Reading text:
* Start *
We didn’t want to create a new language like Chef, so we frankensteined together some hot web tech.

– Ansible designers (not a real quote, naturally)

Ansible playbooks are written in YAML. You’ve probably seen YAML before. It’s a pretty straightforward data serialization format, very similar to JSON (in fact, it’s a superset), but with sane additions like comments and not having to quote string keys. It’s much much lighter than XML, but can represent a lot of the same things. Ruby on Rails is really hot on it. IMHO, it’s better than JSON in every way I can think of.

The choice of using a serialization format to represent what is essentially a list of instructions is an odd one. That sounds like a script to me. Having your code look like it’s declarative is deceptive when it’s definitely going to get executed sequentially, like a script. We’d all love to think of our systems as sets of declarative configuration statements, but that’s simply not realistic: entropy creeps into that careful order, and time rots all bits. And as your systems’ states drift and that diff gets longer, it’s harder to pull it back on course.
* End *
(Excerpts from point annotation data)
* Start *
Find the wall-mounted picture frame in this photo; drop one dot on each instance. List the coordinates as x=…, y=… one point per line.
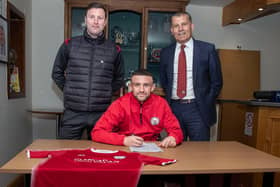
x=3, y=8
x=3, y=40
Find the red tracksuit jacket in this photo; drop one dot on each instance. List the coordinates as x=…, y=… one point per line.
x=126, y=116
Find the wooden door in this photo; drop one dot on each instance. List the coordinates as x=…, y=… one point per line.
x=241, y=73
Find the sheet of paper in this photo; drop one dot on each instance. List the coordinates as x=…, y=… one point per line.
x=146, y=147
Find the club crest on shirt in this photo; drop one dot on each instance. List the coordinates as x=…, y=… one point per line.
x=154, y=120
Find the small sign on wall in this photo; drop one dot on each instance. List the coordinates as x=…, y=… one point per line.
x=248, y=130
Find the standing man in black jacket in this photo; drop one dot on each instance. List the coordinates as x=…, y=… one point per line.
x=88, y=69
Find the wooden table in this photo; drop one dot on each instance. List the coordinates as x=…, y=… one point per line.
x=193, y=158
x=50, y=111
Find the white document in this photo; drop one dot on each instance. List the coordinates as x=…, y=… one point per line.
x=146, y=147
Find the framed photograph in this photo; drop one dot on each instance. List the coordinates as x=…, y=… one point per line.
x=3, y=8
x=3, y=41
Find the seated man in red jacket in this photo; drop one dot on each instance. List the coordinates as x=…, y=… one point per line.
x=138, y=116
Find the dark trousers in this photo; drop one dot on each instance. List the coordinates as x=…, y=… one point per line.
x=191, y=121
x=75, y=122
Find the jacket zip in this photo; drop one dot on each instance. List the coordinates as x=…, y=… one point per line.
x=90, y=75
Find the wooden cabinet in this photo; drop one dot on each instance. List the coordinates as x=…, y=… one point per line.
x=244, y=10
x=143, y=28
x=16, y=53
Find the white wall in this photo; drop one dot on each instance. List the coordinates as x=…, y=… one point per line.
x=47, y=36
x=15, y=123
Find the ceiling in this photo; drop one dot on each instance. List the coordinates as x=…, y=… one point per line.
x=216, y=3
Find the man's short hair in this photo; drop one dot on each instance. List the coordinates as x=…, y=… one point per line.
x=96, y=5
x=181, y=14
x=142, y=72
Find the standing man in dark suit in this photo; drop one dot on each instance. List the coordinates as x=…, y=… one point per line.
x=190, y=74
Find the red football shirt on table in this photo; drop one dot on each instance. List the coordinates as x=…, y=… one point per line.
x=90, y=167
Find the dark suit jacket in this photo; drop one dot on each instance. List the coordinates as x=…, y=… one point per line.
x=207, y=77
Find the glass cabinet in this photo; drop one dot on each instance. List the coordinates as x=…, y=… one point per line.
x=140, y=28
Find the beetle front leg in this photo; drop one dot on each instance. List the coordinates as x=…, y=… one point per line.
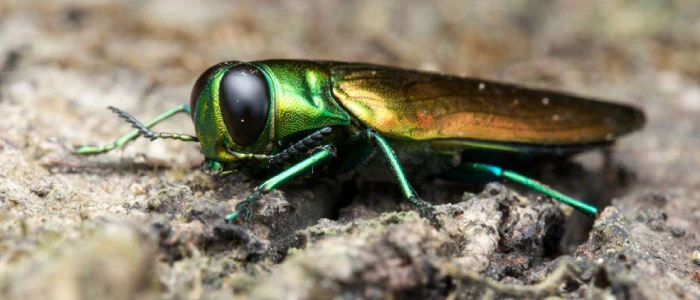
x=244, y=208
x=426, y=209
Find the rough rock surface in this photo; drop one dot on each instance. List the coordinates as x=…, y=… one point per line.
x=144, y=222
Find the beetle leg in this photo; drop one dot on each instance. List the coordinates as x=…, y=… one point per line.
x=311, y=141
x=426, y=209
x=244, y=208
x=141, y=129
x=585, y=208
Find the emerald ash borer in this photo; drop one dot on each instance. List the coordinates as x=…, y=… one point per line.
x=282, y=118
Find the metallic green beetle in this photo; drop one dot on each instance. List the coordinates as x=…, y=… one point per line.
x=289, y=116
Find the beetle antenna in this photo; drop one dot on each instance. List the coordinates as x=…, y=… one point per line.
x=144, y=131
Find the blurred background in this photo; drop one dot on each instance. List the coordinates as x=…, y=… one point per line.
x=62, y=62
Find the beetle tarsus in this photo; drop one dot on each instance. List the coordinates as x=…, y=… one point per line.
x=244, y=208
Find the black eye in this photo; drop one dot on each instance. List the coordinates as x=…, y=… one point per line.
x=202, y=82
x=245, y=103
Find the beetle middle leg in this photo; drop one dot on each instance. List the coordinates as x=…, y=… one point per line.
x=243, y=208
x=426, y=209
* End *
Request A: In the passage on Ansible, what format are playbooks written in?
Request B:
Decide whether each statement agrees with the passage on Ansible, and back each yes or no with the deciding words quoted from it.
(i) YAML is lighter than XML.
(ii) YAML is a subset of JSON.
(iii) The author finds it natural to use a serialization format for a list of instructions.
Request C: Carry the passage on Ansible forward from its last sentence.
The rows play no part in this work.

Answer A: YAML.

Answer B:
(i) Yes: "It’s much much lighter than XML"
(ii) No: "in fact, it’s a superset"
(iii) No: "The choice of using a serialization format to represent what is essentially a list of instructions is an odd one."

Answer C:
Ansible makes that age old mistake of using the extension of its data format. A playbook is not just any old YAML, it’s got a specific structure that looks sort of like this:

- name: #< the map that "name" goes in is a play
  hosts: <host list>
  tasks: <task list>

And is named <something>.yml. When you get into roles, you’ll also see {tasks,handlers,vars,meta}/main.yml, and these each expect different data structures. But damned if you can tell them apart in a text editor by just the filename.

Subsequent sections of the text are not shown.